** START **

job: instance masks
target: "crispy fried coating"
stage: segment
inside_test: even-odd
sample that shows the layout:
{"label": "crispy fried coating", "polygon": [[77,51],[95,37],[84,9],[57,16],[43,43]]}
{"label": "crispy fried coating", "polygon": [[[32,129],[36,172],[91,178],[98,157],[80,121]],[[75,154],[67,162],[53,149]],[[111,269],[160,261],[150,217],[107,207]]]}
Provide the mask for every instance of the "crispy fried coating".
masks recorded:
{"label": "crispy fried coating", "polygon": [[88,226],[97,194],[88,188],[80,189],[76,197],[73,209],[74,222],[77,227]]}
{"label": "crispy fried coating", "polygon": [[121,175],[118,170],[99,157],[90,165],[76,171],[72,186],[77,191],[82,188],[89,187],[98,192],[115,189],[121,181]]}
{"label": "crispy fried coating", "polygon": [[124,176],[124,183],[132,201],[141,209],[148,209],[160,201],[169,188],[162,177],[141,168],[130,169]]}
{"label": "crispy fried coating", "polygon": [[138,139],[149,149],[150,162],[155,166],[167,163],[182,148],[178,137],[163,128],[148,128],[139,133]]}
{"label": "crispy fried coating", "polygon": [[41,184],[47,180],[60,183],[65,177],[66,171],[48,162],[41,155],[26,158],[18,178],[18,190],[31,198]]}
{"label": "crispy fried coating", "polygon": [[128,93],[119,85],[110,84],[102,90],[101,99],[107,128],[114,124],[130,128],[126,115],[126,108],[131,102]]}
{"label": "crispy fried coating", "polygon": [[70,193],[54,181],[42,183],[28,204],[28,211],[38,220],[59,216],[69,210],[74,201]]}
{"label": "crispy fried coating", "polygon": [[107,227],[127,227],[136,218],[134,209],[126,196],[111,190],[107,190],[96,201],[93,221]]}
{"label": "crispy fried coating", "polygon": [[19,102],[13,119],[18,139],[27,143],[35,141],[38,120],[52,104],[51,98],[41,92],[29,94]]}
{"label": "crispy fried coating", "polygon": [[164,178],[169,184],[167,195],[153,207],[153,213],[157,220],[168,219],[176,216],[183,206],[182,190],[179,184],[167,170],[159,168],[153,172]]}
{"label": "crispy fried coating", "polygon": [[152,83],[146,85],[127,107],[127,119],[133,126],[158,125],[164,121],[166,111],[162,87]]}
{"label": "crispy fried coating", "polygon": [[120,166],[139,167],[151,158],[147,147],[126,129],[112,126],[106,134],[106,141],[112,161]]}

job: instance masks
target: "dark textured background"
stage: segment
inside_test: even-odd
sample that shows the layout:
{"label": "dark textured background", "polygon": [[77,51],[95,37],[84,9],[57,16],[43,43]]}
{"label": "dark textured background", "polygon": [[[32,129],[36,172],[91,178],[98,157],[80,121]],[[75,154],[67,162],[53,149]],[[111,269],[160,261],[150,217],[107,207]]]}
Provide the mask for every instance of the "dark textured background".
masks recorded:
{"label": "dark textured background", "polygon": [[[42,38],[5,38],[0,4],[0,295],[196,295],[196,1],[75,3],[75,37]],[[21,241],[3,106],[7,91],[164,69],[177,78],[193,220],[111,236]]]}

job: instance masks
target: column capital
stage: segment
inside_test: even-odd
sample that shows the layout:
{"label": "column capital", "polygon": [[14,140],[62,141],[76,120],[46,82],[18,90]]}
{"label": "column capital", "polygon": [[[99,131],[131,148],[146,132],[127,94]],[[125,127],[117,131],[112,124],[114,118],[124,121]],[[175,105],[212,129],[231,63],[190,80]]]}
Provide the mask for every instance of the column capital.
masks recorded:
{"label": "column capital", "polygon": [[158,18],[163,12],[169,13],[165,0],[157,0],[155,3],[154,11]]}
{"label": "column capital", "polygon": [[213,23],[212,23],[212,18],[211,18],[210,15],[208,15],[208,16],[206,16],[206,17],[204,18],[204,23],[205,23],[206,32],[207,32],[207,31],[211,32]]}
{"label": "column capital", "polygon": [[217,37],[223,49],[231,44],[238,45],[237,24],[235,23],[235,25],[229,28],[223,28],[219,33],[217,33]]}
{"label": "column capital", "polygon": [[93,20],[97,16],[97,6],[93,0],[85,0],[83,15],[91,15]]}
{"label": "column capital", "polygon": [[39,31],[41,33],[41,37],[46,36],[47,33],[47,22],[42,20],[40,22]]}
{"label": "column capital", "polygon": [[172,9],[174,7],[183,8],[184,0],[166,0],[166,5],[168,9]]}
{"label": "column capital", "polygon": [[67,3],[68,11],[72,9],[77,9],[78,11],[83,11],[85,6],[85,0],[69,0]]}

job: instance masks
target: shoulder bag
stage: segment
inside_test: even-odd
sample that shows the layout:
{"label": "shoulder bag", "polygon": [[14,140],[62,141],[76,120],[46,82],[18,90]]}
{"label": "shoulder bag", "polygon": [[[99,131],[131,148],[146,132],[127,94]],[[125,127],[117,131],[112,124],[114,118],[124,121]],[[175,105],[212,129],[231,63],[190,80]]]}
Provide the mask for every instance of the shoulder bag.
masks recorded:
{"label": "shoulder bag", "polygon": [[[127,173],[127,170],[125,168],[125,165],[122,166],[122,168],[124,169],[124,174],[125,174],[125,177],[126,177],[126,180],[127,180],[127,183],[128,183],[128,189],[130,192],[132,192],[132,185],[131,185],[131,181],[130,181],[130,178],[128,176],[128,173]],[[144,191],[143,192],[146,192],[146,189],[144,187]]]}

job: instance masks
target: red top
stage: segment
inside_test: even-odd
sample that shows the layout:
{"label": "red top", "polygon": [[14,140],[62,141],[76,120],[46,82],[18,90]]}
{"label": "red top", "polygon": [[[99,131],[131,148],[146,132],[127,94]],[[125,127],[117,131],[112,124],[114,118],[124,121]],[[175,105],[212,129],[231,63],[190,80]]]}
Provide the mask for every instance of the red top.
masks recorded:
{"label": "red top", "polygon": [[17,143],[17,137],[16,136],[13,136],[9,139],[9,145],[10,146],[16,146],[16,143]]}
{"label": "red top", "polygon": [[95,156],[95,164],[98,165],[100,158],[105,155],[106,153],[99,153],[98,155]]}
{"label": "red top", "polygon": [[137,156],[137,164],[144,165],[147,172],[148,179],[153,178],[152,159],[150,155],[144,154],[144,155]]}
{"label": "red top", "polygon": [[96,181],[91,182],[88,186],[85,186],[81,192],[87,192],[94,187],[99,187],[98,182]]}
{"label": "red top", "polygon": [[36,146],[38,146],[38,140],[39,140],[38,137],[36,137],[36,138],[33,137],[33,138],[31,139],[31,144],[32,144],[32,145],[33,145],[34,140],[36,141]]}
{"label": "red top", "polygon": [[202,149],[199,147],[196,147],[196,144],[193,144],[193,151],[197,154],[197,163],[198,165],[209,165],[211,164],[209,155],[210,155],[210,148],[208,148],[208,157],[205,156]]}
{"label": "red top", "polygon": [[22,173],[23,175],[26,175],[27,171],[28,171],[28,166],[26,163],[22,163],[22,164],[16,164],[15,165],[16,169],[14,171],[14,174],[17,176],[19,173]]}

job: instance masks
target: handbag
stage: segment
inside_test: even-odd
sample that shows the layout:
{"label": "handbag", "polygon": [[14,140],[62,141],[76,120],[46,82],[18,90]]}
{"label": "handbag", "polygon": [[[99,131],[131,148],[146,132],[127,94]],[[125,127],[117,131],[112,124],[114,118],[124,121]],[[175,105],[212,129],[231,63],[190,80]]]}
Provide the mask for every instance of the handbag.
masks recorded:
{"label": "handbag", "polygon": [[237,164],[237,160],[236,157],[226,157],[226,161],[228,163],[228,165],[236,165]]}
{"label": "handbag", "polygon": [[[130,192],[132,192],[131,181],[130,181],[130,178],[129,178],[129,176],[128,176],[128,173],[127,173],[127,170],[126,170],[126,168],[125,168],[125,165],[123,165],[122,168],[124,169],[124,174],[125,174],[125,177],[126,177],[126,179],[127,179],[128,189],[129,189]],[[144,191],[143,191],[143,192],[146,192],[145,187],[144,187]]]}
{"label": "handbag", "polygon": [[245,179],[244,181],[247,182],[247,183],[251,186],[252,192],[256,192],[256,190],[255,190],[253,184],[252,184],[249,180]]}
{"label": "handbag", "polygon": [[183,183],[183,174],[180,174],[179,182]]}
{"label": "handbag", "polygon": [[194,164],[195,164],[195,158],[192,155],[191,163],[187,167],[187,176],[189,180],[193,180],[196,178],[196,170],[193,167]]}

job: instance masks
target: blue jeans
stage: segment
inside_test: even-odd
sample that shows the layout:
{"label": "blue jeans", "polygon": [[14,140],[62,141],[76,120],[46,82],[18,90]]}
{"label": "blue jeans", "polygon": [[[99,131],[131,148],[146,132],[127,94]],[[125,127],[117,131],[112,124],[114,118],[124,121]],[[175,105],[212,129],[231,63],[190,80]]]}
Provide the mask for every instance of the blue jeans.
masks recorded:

** END **

### Brief
Collect every line in the rows above that contains the word "Provide".

### Result of the exercise
Provide the mask for every instance of the "crispy fried coating".
Provide the mask for every instance of the "dark textured background".
Provide the mask for every instance of the column capital.
Provide the mask for every instance of the shoulder bag.
Provide the mask for every instance of the red top.
Provide the mask for every instance of the handbag.
Provide the mask for every instance of the blue jeans.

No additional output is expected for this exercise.